CONSIGNES DE L'EXERCICE -
(1) Répondez à ces questions d'après le texte proposé :
(a) Pour quel pays Mado part-elle ce dimanche ?
(b) Quel jour tombe l'échéance officielle selon Yves ?
(c) Les hélicoptères de quels deux organismes tournent au-dessus de la tête de Mado ?
(2) Prolongez de quelques phrases la chronique sur le numéro de juin de Fugues, à la suite de sa dernière phrase.

··· TEXTE PROPOSÉ

« – Salut Yves, Je pense que je vais devoir passer mon tour pour le numéro de juin. Je suis dans les célébrations du 10e anniversaire de mon cabaret par-dessus la tête et je pars ce dimanche pour la Belgique. Et comme je m’en vais faire des spectacles là-bas, je n’aurai pas le temps d’écrire. Je reviens milieu mai, bien au-delà de l’échéance j’imagine? Désolée de te faire faux-bond. Mado »
« – Allo Mado, Fais un miracle s’il te plait. Tu peux raccourcir la longueur du texte que tu écris, sinon on va se retrouver avec une manifestation d’étudiants devant nos bureaux tout le mois de juin. La tombée officielle est mardi prochain, mais si tu peux m’assurer que je l’aurai le dimanche suivant je te garde l’espace. Reviens-moi vite. Yves »
Bon ça y est, voilà que mon rédacteur en chef me supplie presque à genoux de ne pas manquer mon rendez-vous mensuel avec vous chers lecteurs. C’est peut-être ce qu’on appelle de l’appréciation ou tout simplement la peur d’une révolte populaire. Vous voyez, ça ne prend pas grand-chose pour me flatter dans le bon sens du poil pubien.
Le mot «miracle» et une permission spéciale d’aller au-delà de l’échéance et me voilà conquise et convaincue de mon importance pour la survie du magazine. Comme c’est bon de se sentir indispensable. J’entends de loin l’équipe de Fugues au grand complet se dire : «Non, mais pour qui elle se prend celle-là !» Mais pour Dieu pardi !
Vous en doutiez encore mes chéris? Si Dieu existait, ce serait moi ! La preuve c’est que je le fais ce miracle qu’on m’a commandé alors que je prends le temps que je n’ai pas pour vous écrire entre deux spectacles et la préparation de mon prochain voyage.
Au-dessus de ma tête, il y a encore le ronron aliénant de l’hélicoptère de la SQ doublé de celui de TVA qui est en train de me rendre folle mais comme je suis Dieu, je ne m’en soucie guère. De toute façon, dans mon paradis à moi, il n’y aura pas de policiers qui tapent de l’étudiant pas plus que de trouble-fêtes qui dérangent la paix publique, non plus de journalistes arrogants de la trempe d’un André Pratte ou d’un Richard Martineau et encore moins d’une sinistre de l’éducation et d’un premier minus du Québec.
Chacun a droit à son avis, j’en conviens, mais tout comme ces illuminés qui croient détenir la vérité absolue, moi je suis Dieu et je fais ce que je veux avec qui je veux.

······
··· DONNÉES RÉPERTORIÉES

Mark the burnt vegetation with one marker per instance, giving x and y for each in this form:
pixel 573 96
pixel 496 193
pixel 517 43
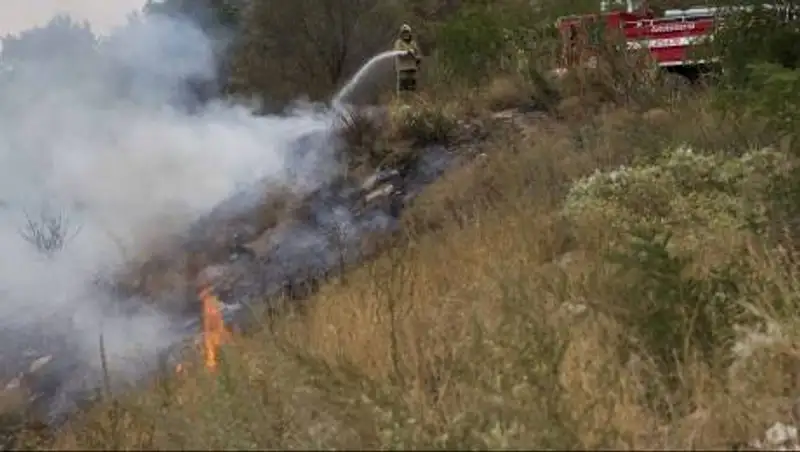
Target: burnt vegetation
pixel 596 260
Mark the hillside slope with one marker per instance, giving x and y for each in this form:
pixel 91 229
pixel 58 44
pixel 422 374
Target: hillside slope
pixel 561 290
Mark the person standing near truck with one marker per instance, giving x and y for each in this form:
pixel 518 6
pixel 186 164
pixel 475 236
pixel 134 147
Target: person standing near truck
pixel 407 64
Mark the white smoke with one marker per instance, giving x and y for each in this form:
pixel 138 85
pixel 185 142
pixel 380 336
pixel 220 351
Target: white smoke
pixel 102 135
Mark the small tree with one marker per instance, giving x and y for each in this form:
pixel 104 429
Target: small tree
pixel 50 232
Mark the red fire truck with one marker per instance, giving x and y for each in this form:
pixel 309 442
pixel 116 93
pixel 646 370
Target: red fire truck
pixel 671 37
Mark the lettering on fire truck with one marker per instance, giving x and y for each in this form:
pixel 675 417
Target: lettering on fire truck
pixel 666 28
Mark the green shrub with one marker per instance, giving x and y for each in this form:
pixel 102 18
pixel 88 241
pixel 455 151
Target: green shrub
pixel 425 124
pixel 683 192
pixel 677 230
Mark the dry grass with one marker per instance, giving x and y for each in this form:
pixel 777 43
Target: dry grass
pixel 488 328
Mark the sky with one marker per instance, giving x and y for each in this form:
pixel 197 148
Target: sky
pixel 103 15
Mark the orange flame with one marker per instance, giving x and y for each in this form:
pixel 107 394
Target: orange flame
pixel 214 332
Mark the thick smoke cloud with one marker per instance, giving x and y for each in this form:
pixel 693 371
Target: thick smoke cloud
pixel 100 131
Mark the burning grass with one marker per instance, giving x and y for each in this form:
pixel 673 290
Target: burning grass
pixel 502 323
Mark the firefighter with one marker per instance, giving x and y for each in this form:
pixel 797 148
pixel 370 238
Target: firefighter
pixel 406 64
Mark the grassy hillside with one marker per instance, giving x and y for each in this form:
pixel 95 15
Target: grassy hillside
pixel 617 267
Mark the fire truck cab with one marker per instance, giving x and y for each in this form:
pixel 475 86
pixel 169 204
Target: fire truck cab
pixel 670 36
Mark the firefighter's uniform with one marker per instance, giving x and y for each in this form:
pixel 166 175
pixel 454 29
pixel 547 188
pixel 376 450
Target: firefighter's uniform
pixel 407 64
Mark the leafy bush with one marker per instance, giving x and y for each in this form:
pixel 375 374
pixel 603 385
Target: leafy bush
pixel 677 230
pixel 424 124
pixel 683 192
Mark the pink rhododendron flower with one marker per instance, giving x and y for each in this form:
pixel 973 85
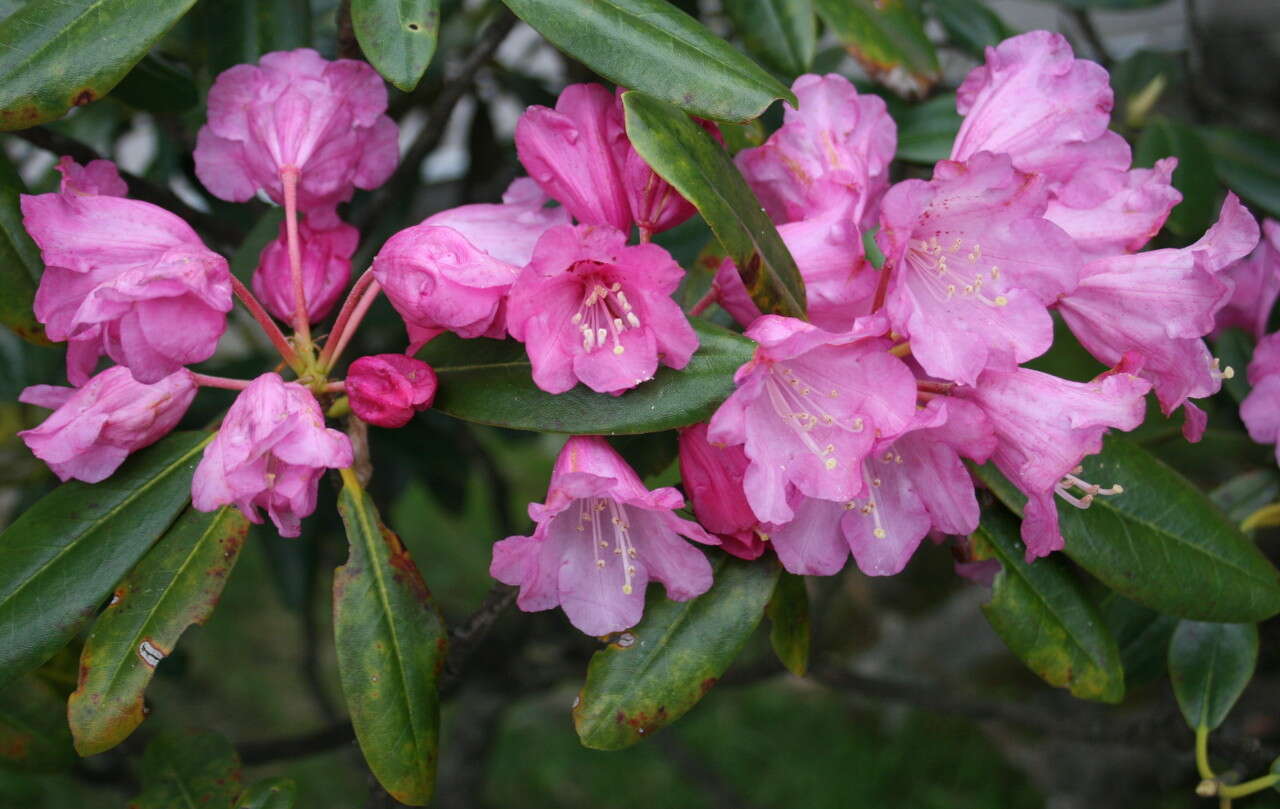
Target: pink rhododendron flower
pixel 388 389
pixel 973 266
pixel 1257 286
pixel 1045 426
pixel 590 309
pixel 325 269
pixel 95 428
pixel 600 538
pixel 296 109
pixel 127 279
pixel 831 154
pixel 809 407
pixel 1159 304
pixel 269 453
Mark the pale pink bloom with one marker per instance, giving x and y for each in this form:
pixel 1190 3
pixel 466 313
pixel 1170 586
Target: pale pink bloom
pixel 127 279
pixel 95 428
pixel 269 453
pixel 1045 426
pixel 388 389
pixel 452 272
pixel 325 268
pixel 1257 286
pixel 809 408
pixel 831 154
pixel 590 309
pixel 600 538
pixel 296 109
pixel 973 266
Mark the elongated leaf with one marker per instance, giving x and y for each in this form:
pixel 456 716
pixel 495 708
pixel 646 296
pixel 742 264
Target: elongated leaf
pixel 54 56
pixel 649 676
pixel 1161 543
pixel 653 46
pixel 391 645
pixel 195 769
pixel 397 36
pixel 1210 664
pixel 63 556
pixel 1045 618
pixel 887 39
pixel 781 32
pixel 177 584
pixel 686 156
pixel 489 382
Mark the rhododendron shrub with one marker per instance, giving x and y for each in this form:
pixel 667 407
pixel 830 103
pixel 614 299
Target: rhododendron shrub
pixel 643 357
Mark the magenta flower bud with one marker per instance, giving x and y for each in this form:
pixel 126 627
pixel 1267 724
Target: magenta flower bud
pixel 95 428
pixel 269 453
pixel 325 269
pixel 388 389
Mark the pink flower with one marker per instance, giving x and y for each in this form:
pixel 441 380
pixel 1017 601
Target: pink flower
pixel 1257 286
pixel 600 538
pixel 452 272
pixel 269 453
pixel 913 484
pixel 95 428
pixel 808 410
pixel 1159 304
pixel 973 266
pixel 590 309
pixel 388 389
pixel 127 279
pixel 296 109
pixel 325 269
pixel 1045 426
pixel 831 154
pixel 575 154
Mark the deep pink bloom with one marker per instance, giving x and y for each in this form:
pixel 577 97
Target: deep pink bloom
pixel 127 279
pixel 590 309
pixel 973 266
pixel 831 154
pixel 1045 426
pixel 452 272
pixel 575 152
pixel 809 407
pixel 297 109
pixel 325 269
pixel 96 426
pixel 1159 304
pixel 388 389
pixel 600 538
pixel 269 453
pixel 1257 286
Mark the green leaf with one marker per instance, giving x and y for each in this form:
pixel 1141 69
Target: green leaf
pixel 1193 176
pixel 1045 618
pixel 1161 543
pixel 63 556
pixel 397 36
pixel 33 735
pixel 789 618
pixel 391 645
pixel 489 382
pixel 174 585
pixel 887 39
pixel 688 158
pixel 188 769
pixel 781 32
pixel 1210 664
pixel 55 58
pixel 1248 164
pixel 653 46
pixel 649 676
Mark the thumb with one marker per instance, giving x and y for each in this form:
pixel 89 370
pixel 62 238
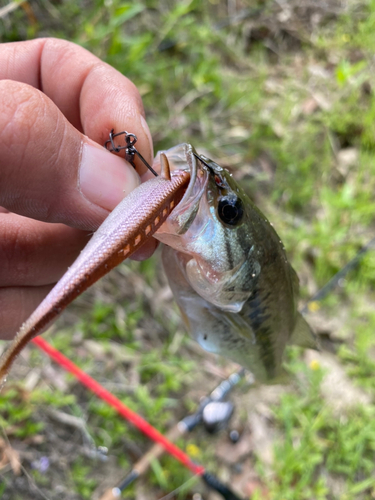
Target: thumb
pixel 50 171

······

LISTE DES RÉPONSES -
(1)
(a) Pour la Belgique.
(b) Mardi prochain.
(c) La SQ et TVA.

(2)
Et en ce moment, ce que j’ai envie de faire, c’est de m’évader quelques heures en ce beau samedi ensoleillé, veille de mon départ pour le pays de la pluie, des gaufres et du chocolat. Enfin un peu de soleil, non, mais y’était temps bout d’viarge ! J’commençais à croire qu’Il faisait la grève avec les étudiants.
Mais bon si je pars à la conquête des mâles en chaleur qui sillonnent la piste cyclable du canal Lachine je ne pourrai pas accomplir le miracle promis de pondre mon article avant mon départ. Je devrais plutôt me contenter de quelques minutes de bronzing inspirant lovée dans ma grosse chaise en rotin sur mon balcon couvert de bourgeons et de chiures de pigeons.
Mais comme une boulimique lâchée lousse dans une usine de gâteaux Vachon, je ne peux pas résister à la tentation. Je pars une petite heure pas plus, juré, craché! Allez hop, j’enfourche mon vélo et j’emprunte la piste cyclable en direction du Vieux-Montréal.
Les arbres sont déjà bourrés de feuilles, me semble que le gazon a jamais été aussi vert, les premières fleurs ont fait leur apparition dans les parterres, les squeegees sont de retour au poste, tout l’monde il est beau, tout l’monde il est gentil. Et je pédale allégrement au son du gazouillis des zoiseaux qui chantent pour moi: merci Dieu pour toutes ces merveilles!
Chemin faisant, je m’arrête un instant pour admirer le futur site de Divers/cité sur le quai Jacques-Cartier. Mais quelle merveilleuse idée! Enfin un party gai hors des murs du Village. Je m’imagine déjà sur la scène de Mascara en train de crier «Bonjour Longueuil!».
La tête légère et les cheveux dans le vent, je continue mon errance en direction de quelque endroit propice à l’accouplement. Les hommes tournent la tête à mon passage. Quai des éclusiers, un superbe arabe, yeux noirs comme l’ébène, dents blanches comme l’ivoire, le visage traversé d’un monosourcil bien touffu, me fait un clin d’oeil ravageur qui, instantanément, provoque une inondation de gêne dans ma culotte en ratine de velours. Que voulez-vous, moi la peau foncée, ça me rend fébrile comme une jeune vierge polonaise le soir de ses noces!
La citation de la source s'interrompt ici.